(Entries excerpted from a collection)
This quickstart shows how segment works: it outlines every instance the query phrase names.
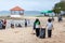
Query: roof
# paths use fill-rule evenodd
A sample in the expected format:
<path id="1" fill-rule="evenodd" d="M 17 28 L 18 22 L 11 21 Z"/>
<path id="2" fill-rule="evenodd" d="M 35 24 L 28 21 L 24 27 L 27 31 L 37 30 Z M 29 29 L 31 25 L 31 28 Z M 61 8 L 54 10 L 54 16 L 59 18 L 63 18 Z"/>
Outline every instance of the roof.
<path id="1" fill-rule="evenodd" d="M 20 6 L 15 6 L 15 8 L 11 9 L 10 11 L 24 11 L 24 9 L 22 9 Z"/>

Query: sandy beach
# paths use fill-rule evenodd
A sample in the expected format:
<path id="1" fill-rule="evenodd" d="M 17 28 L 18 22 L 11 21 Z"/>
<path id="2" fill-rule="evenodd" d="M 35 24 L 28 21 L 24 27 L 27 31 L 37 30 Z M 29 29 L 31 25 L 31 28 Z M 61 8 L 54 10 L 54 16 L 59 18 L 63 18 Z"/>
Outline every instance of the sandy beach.
<path id="1" fill-rule="evenodd" d="M 39 19 L 44 28 L 48 17 L 39 17 Z M 0 43 L 65 43 L 65 18 L 63 18 L 63 22 L 58 23 L 55 17 L 53 25 L 54 30 L 52 38 L 46 39 L 39 39 L 32 34 L 32 27 L 6 28 L 5 30 L 0 30 Z"/>

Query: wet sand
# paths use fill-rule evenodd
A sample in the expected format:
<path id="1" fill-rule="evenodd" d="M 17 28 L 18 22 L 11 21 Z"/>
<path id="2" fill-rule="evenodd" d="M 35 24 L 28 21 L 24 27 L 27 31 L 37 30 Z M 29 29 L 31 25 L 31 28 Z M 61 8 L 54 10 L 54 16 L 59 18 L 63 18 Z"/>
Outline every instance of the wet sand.
<path id="1" fill-rule="evenodd" d="M 47 17 L 40 18 L 42 27 L 46 26 L 47 19 Z M 0 43 L 65 43 L 65 18 L 61 23 L 55 18 L 53 25 L 52 38 L 46 39 L 32 34 L 32 27 L 0 30 Z"/>

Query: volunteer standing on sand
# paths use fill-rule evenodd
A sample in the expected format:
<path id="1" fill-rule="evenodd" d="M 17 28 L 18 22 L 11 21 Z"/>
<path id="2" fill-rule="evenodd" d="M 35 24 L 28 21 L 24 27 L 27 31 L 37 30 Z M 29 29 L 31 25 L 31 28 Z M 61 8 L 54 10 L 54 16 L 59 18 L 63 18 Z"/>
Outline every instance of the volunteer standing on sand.
<path id="1" fill-rule="evenodd" d="M 48 38 L 51 38 L 51 35 L 52 35 L 52 29 L 54 29 L 51 18 L 48 19 L 47 28 L 48 28 Z"/>
<path id="2" fill-rule="evenodd" d="M 36 35 L 39 37 L 39 32 L 40 32 L 40 20 L 38 18 L 34 23 L 34 29 L 36 30 Z"/>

**STATED PROBLEM**
Can you render the entries above as a two-column CSV with columns named "prompt" and "answer", one row per entry? Put each entry's text and its outline in one quoted field each, turn line breaks into spaces, and leave the picture out.

**ANSWER TO THE TASK**
prompt,answer
"This quickstart shows how segment works: it outlines every instance the query phrase names. Query: roof # paths use fill-rule evenodd A sample in the expected format: <path id=""1"" fill-rule=""evenodd"" d=""M 17 28 L 18 22 L 11 21 Z""/> <path id=""2"" fill-rule=""evenodd"" d=""M 35 24 L 28 21 L 24 27 L 27 31 L 37 30 Z M 29 29 L 31 25 L 31 28 Z M 61 8 L 54 10 L 54 16 L 59 18 L 63 18 Z""/> Outline every instance of the roof.","<path id=""1"" fill-rule=""evenodd"" d=""M 20 6 L 15 6 L 15 8 L 11 9 L 10 11 L 24 11 L 24 9 L 22 9 Z""/>"
"Query: sandy beach # paths use fill-rule evenodd A sample in the expected format: <path id=""1"" fill-rule=""evenodd"" d=""M 17 28 L 18 22 L 11 21 Z""/> <path id=""2"" fill-rule=""evenodd"" d=""M 35 24 L 28 21 L 24 27 L 27 31 L 37 30 Z M 29 29 L 31 25 L 31 28 Z M 61 8 L 54 10 L 54 16 L 59 18 L 63 18 Z""/> Outline every instance of the sandy beach.","<path id=""1"" fill-rule=""evenodd"" d=""M 39 19 L 44 28 L 48 17 L 39 17 Z M 0 43 L 65 43 L 65 18 L 63 18 L 63 22 L 58 23 L 55 17 L 53 25 L 54 30 L 52 38 L 46 39 L 39 39 L 32 34 L 32 27 L 6 28 L 5 30 L 0 30 Z""/>"
"Query: wet sand # paths use fill-rule evenodd A sample in the expected format: <path id=""1"" fill-rule=""evenodd"" d=""M 17 28 L 18 22 L 11 21 Z""/> <path id=""2"" fill-rule=""evenodd"" d=""M 35 24 L 28 21 L 24 27 L 27 31 L 37 30 Z M 29 29 L 31 25 L 31 28 Z M 61 8 L 54 10 L 54 16 L 59 18 L 63 18 Z""/> Outline every instance of the wet sand.","<path id=""1"" fill-rule=""evenodd"" d=""M 47 17 L 40 18 L 42 27 L 46 26 L 47 19 Z M 0 43 L 65 43 L 65 18 L 61 23 L 55 18 L 53 25 L 52 38 L 46 39 L 32 34 L 32 27 L 0 30 Z""/>"
"Query: volunteer standing on sand # paths use fill-rule evenodd A sample in the expected format: <path id=""1"" fill-rule=""evenodd"" d=""M 17 28 L 18 22 L 11 21 Z""/> <path id=""2"" fill-rule=""evenodd"" d=""M 35 24 L 28 21 L 24 27 L 27 31 L 37 30 Z M 29 29 L 31 25 L 31 28 Z M 61 8 L 54 10 L 54 16 L 59 18 L 63 18 Z""/> Outline every instance of the volunteer standing on sand.","<path id=""1"" fill-rule=""evenodd"" d=""M 48 38 L 51 38 L 51 35 L 52 35 L 52 29 L 54 29 L 51 18 L 48 19 L 47 28 L 48 28 Z""/> <path id=""2"" fill-rule=""evenodd"" d=""M 36 35 L 39 37 L 39 32 L 40 32 L 40 20 L 38 18 L 34 23 L 34 29 L 36 30 Z""/>"